§ Set exercise:
Extract from the material below every line that contains the word "fish", copying each such line in full.

::::::

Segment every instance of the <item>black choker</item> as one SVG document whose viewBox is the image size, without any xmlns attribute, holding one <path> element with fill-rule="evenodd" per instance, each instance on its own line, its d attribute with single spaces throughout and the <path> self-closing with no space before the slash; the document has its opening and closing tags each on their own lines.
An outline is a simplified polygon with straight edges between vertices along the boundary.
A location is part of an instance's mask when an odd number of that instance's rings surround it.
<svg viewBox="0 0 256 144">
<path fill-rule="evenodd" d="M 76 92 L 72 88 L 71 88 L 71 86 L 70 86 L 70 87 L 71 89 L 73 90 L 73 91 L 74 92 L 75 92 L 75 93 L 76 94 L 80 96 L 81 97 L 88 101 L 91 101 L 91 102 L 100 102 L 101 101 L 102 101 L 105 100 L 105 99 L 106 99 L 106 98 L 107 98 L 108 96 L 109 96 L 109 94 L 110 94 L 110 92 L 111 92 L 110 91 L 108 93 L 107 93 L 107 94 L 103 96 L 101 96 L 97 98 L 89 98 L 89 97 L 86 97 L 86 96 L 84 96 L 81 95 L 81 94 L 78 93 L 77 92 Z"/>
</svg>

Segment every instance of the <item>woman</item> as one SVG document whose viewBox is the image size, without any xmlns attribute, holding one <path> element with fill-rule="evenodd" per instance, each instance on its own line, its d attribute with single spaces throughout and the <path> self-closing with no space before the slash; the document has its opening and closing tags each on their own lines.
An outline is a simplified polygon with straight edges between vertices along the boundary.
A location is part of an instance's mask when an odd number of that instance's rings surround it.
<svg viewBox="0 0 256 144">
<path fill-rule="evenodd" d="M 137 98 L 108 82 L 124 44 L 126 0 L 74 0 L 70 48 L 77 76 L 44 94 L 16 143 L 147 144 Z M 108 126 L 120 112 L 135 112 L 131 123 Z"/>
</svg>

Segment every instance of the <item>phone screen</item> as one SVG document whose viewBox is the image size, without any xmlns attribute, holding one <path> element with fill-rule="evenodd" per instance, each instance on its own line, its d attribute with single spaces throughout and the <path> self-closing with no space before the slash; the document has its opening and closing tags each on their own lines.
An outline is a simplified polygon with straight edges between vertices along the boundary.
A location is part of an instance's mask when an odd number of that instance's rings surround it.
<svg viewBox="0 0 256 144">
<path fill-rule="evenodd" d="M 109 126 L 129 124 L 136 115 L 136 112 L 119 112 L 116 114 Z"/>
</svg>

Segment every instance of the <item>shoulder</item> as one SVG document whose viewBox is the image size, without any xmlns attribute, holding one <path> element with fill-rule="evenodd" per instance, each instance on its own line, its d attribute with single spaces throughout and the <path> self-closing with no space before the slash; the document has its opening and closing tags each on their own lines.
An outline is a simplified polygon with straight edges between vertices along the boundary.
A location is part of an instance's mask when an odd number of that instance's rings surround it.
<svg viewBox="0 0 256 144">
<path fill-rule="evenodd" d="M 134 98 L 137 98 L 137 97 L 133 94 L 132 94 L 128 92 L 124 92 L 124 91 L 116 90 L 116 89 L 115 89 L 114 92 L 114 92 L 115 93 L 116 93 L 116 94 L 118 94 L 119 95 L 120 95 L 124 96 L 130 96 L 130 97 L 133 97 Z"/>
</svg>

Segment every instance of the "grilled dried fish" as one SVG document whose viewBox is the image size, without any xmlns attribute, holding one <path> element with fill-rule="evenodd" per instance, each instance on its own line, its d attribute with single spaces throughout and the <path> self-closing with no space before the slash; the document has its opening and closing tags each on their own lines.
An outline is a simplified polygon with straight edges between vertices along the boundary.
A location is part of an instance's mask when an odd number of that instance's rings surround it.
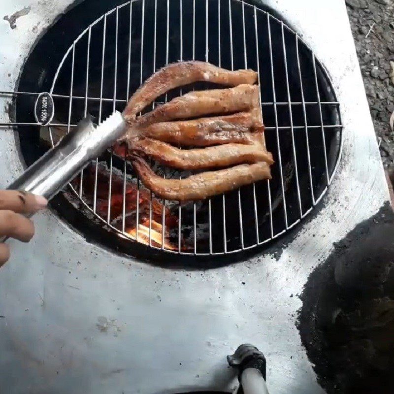
<svg viewBox="0 0 394 394">
<path fill-rule="evenodd" d="M 157 196 L 170 200 L 203 199 L 261 179 L 271 179 L 269 166 L 264 162 L 206 171 L 184 179 L 165 179 L 156 175 L 143 159 L 135 156 L 131 162 L 145 187 Z"/>
<path fill-rule="evenodd" d="M 147 79 L 133 95 L 124 111 L 127 119 L 135 115 L 158 97 L 171 89 L 199 81 L 209 81 L 227 86 L 253 84 L 257 73 L 253 70 L 230 71 L 204 62 L 193 61 L 172 63 Z"/>
<path fill-rule="evenodd" d="M 143 129 L 131 127 L 124 138 L 144 137 L 181 146 L 209 146 L 236 142 L 253 143 L 250 132 L 262 131 L 264 126 L 250 112 L 154 123 Z"/>
<path fill-rule="evenodd" d="M 272 155 L 260 143 L 229 143 L 202 149 L 180 149 L 161 141 L 143 138 L 133 141 L 129 148 L 131 155 L 149 156 L 162 164 L 182 169 L 226 167 L 258 162 L 270 164 L 273 163 Z"/>
<path fill-rule="evenodd" d="M 258 109 L 259 87 L 239 85 L 235 88 L 191 92 L 137 118 L 135 128 L 144 128 L 159 122 L 197 118 L 213 114 L 254 110 L 252 118 L 262 123 Z M 259 113 L 260 112 L 260 113 Z"/>
</svg>

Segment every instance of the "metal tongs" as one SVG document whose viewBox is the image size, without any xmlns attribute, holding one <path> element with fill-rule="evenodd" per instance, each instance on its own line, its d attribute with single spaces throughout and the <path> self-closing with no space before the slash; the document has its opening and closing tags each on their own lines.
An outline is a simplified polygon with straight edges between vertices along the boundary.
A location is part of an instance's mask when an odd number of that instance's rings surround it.
<svg viewBox="0 0 394 394">
<path fill-rule="evenodd" d="M 29 192 L 50 200 L 92 159 L 113 145 L 126 127 L 126 121 L 118 111 L 97 127 L 88 116 L 7 189 Z M 0 242 L 6 239 L 0 238 Z"/>
</svg>

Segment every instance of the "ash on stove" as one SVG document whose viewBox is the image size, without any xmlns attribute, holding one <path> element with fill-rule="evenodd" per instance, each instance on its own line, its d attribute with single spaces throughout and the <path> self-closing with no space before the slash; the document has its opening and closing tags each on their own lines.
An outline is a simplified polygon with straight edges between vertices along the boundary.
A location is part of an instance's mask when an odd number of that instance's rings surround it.
<svg viewBox="0 0 394 394">
<path fill-rule="evenodd" d="M 393 393 L 394 213 L 358 225 L 311 274 L 297 327 L 328 393 Z"/>
</svg>

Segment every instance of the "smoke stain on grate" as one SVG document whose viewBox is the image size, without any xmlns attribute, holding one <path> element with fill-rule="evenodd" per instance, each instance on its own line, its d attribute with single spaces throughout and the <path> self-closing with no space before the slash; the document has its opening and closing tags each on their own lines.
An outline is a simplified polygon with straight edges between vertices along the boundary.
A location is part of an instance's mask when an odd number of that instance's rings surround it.
<svg viewBox="0 0 394 394">
<path fill-rule="evenodd" d="M 389 203 L 335 247 L 300 296 L 302 343 L 328 393 L 392 393 L 394 213 Z"/>
</svg>

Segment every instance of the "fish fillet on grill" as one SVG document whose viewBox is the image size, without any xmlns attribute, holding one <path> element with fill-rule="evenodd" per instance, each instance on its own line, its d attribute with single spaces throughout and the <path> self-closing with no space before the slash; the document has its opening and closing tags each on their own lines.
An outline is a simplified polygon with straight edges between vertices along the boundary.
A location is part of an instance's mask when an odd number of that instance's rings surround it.
<svg viewBox="0 0 394 394">
<path fill-rule="evenodd" d="M 203 199 L 262 179 L 271 179 L 269 166 L 262 162 L 206 171 L 184 179 L 165 179 L 156 175 L 143 159 L 131 162 L 145 186 L 159 197 L 179 201 Z"/>
<path fill-rule="evenodd" d="M 171 89 L 197 82 L 210 82 L 227 86 L 253 84 L 257 73 L 253 70 L 230 71 L 205 62 L 180 62 L 168 65 L 155 72 L 132 95 L 124 111 L 132 120 L 158 97 Z"/>
<path fill-rule="evenodd" d="M 252 144 L 250 132 L 264 126 L 251 112 L 198 119 L 154 123 L 145 128 L 131 126 L 123 139 L 136 136 L 154 138 L 181 146 L 209 146 L 229 142 Z"/>
<path fill-rule="evenodd" d="M 162 164 L 182 169 L 202 169 L 243 163 L 265 162 L 272 164 L 272 155 L 260 143 L 229 143 L 202 149 L 180 149 L 166 142 L 143 138 L 130 144 L 131 155 L 153 158 Z"/>
<path fill-rule="evenodd" d="M 133 126 L 144 128 L 153 123 L 174 119 L 249 111 L 256 107 L 259 99 L 259 87 L 256 85 L 243 84 L 229 89 L 191 92 L 139 117 Z M 258 111 L 251 113 L 252 117 L 258 118 Z"/>
</svg>

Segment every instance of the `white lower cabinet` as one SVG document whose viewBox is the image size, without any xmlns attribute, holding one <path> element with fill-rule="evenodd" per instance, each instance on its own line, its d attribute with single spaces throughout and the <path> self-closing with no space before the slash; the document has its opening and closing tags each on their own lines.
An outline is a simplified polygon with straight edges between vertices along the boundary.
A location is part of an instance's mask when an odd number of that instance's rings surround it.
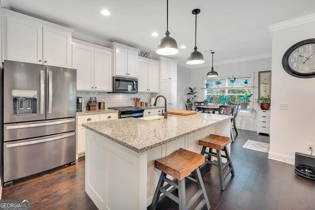
<svg viewBox="0 0 315 210">
<path fill-rule="evenodd" d="M 88 122 L 98 122 L 118 119 L 118 113 L 77 117 L 77 159 L 85 153 L 85 128 L 82 125 Z"/>
</svg>

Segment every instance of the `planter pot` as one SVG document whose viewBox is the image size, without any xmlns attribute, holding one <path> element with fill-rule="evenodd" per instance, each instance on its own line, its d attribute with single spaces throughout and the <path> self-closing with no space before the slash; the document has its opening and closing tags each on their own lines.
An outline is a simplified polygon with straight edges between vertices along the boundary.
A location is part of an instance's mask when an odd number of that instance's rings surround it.
<svg viewBox="0 0 315 210">
<path fill-rule="evenodd" d="M 248 107 L 248 102 L 241 103 L 241 109 L 247 109 Z"/>
<path fill-rule="evenodd" d="M 260 104 L 260 109 L 262 110 L 268 110 L 270 107 L 270 104 L 261 103 Z"/>
</svg>

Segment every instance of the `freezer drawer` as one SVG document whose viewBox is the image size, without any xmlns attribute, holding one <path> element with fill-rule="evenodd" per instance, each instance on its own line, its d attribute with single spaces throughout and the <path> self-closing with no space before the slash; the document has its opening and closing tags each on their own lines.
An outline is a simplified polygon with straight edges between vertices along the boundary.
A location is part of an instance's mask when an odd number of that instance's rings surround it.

::::::

§ The response:
Segment every instance of the "grilled dried fish" as one SVG document whose viewBox is the image size, without any xmlns attribute, holding one <path> element with fill-rule="evenodd" per instance, each instance on its own line, its d attribute with single spaces throughout and the <path> self-closing with no space before the slash; the document has its opening and closing tags each on their own lines.
Segment every instance of the "fish fillet on grill" as one SVG document whose viewBox is the image size, without any xmlns attribute, holding one <path> element with fill-rule="evenodd" per instance, each instance on its own line, its d attribute with single spaces throughout and the <path> self-closing with no space before the slash; the document has its opening and closing tags each on their own lines.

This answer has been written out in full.